+++ THE DATA +++

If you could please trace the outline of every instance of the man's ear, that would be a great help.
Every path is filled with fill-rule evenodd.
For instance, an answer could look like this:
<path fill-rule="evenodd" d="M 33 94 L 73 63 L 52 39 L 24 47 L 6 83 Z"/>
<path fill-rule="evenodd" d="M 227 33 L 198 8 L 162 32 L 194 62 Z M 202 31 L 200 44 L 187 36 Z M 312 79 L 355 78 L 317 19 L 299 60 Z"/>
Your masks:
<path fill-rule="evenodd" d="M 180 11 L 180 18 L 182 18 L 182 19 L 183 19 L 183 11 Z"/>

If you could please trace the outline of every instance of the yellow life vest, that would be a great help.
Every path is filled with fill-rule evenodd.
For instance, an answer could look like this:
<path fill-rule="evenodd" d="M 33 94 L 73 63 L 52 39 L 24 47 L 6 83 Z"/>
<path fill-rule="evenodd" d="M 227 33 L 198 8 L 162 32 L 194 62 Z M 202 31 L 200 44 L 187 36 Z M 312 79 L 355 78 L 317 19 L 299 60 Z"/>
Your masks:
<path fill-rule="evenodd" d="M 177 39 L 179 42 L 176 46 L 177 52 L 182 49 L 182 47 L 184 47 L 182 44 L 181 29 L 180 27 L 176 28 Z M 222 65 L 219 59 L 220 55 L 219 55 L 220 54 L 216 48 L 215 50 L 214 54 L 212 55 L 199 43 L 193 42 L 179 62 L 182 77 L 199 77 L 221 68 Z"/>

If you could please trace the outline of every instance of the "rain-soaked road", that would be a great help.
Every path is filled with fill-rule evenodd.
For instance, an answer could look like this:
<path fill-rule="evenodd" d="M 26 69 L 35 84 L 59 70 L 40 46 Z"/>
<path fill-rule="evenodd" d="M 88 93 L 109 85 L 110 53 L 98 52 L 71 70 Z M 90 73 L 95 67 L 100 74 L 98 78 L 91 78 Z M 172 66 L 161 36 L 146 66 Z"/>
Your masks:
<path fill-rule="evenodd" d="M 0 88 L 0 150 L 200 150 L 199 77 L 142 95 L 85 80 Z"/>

+++

WHAT IS BEING ASKED: Reproduce the records word for word, from their first line through the line that contains "177 39 L 179", including both of those lines.

CORRECT OUTPUT:
If you could please trace the outline of every instance of the man's ear, that would be a great help.
Every path is filled with fill-rule evenodd.
For instance, an answer could look like this:
<path fill-rule="evenodd" d="M 33 94 L 73 63 L 52 39 L 24 47 L 6 83 Z"/>
<path fill-rule="evenodd" d="M 227 33 L 198 8 L 162 32 L 194 62 Z M 202 31 L 200 44 L 187 36 Z M 312 79 L 355 78 L 317 19 L 299 60 Z"/>
Your masks:
<path fill-rule="evenodd" d="M 180 11 L 180 18 L 182 18 L 182 19 L 183 19 L 183 11 Z"/>

If you could please trace the outline of every instance of the yellow life vest, that would be a great help.
Every path is filled with fill-rule evenodd.
For instance, an answer could look like this:
<path fill-rule="evenodd" d="M 33 94 L 73 63 L 52 39 L 24 47 L 6 83 Z"/>
<path fill-rule="evenodd" d="M 227 33 L 198 8 L 162 32 L 194 62 Z M 202 31 L 200 44 L 187 36 Z M 312 79 L 355 78 L 317 19 L 299 60 Z"/>
Your masks:
<path fill-rule="evenodd" d="M 177 39 L 179 42 L 176 46 L 177 52 L 182 49 L 182 47 L 184 47 L 182 44 L 181 29 L 180 27 L 176 28 Z M 222 65 L 219 59 L 220 55 L 219 55 L 220 54 L 216 48 L 215 50 L 214 54 L 212 55 L 199 43 L 193 42 L 179 62 L 182 77 L 199 77 L 221 68 Z"/>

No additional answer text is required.